[Data extracted from a collection]
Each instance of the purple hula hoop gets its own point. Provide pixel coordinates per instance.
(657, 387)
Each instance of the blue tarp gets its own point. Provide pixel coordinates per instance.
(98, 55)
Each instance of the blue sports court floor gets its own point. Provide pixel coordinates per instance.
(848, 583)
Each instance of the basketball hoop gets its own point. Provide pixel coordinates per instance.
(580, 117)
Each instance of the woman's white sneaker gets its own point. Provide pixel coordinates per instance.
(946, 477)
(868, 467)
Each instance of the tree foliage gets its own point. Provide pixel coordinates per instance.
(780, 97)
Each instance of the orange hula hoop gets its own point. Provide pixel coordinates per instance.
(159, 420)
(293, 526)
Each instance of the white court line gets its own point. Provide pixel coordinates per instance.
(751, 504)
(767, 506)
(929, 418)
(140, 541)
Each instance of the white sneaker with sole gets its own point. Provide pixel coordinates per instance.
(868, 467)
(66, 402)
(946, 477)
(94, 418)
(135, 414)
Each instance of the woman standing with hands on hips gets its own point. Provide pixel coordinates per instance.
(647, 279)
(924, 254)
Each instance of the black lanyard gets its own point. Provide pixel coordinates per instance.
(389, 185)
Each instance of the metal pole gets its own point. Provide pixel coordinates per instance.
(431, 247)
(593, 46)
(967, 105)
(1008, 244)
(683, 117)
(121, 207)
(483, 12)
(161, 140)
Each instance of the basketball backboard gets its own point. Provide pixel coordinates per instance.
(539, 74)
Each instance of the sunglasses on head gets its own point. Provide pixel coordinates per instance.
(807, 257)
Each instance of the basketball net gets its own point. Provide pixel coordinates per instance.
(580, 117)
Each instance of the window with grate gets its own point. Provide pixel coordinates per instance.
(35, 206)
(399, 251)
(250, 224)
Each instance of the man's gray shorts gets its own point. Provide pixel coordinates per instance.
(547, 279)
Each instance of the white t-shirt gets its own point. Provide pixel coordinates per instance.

### Your objective
Write the material out exactly, with nothing left out.

### Result
Each instance of the purple hula hoop gets its own point. Provide pixel coordinates per instance.
(657, 387)
Each instance of the blue tarp gets its own point. Provide pixel coordinates per instance.
(98, 55)
Each instance of the blue sports court floor gets its own point. Provide pixel coordinates per instance.
(848, 583)
Each instance of the basketball hoop gets its own point. Provide pixel coordinates per instance.
(580, 117)
Each instance of the woman's white sneaker gets its own point. Provide pixel coordinates per instance.
(946, 477)
(868, 467)
Each instance of the tree foliage gets its own point. Provide pixel coordinates per instance.
(780, 97)
Each instance of the orange hula hoop gets its own point. Provide pixel coordinates per instance.
(159, 420)
(293, 526)
Each instance of the white court line gets its own point. Provide pixel coordinates per instance.
(751, 504)
(767, 506)
(929, 418)
(140, 541)
Each instance of the white sneaker with sole gets its own point. Provide pixel coordinates per instance.
(868, 467)
(66, 402)
(946, 477)
(94, 418)
(135, 414)
Each instance of the woman standing with hands on hips gets its own point. Provide pixel coordinates per instance.
(647, 279)
(924, 254)
Each instance of the black lanyard gets its own point. Provide pixel coordinates per instance.
(389, 185)
Each instance of the metal pole gets its own point. Provide pixel coordinates per instance.
(431, 247)
(593, 46)
(967, 105)
(1008, 244)
(683, 117)
(121, 207)
(483, 12)
(161, 140)
Each instance of the basketball backboard gets its own point. Provide pixel coordinates per instance.
(539, 74)
Each instance of the sunglasses on head gets its own point. Provide pixel coordinates per instance.
(807, 257)
Each instance of the basketball net gets its own point. Provide pixel coordinates per instance.
(580, 117)
Each instance of the window with grate gets its own point. Provide pixel coordinates per instance.
(35, 206)
(399, 251)
(250, 224)
Each instance of the man's gray shorts gets its own point. Provide pixel coordinates per instance.
(547, 279)
Each instance of the white t-shirt gets its own point. Provide pixel coordinates per instance.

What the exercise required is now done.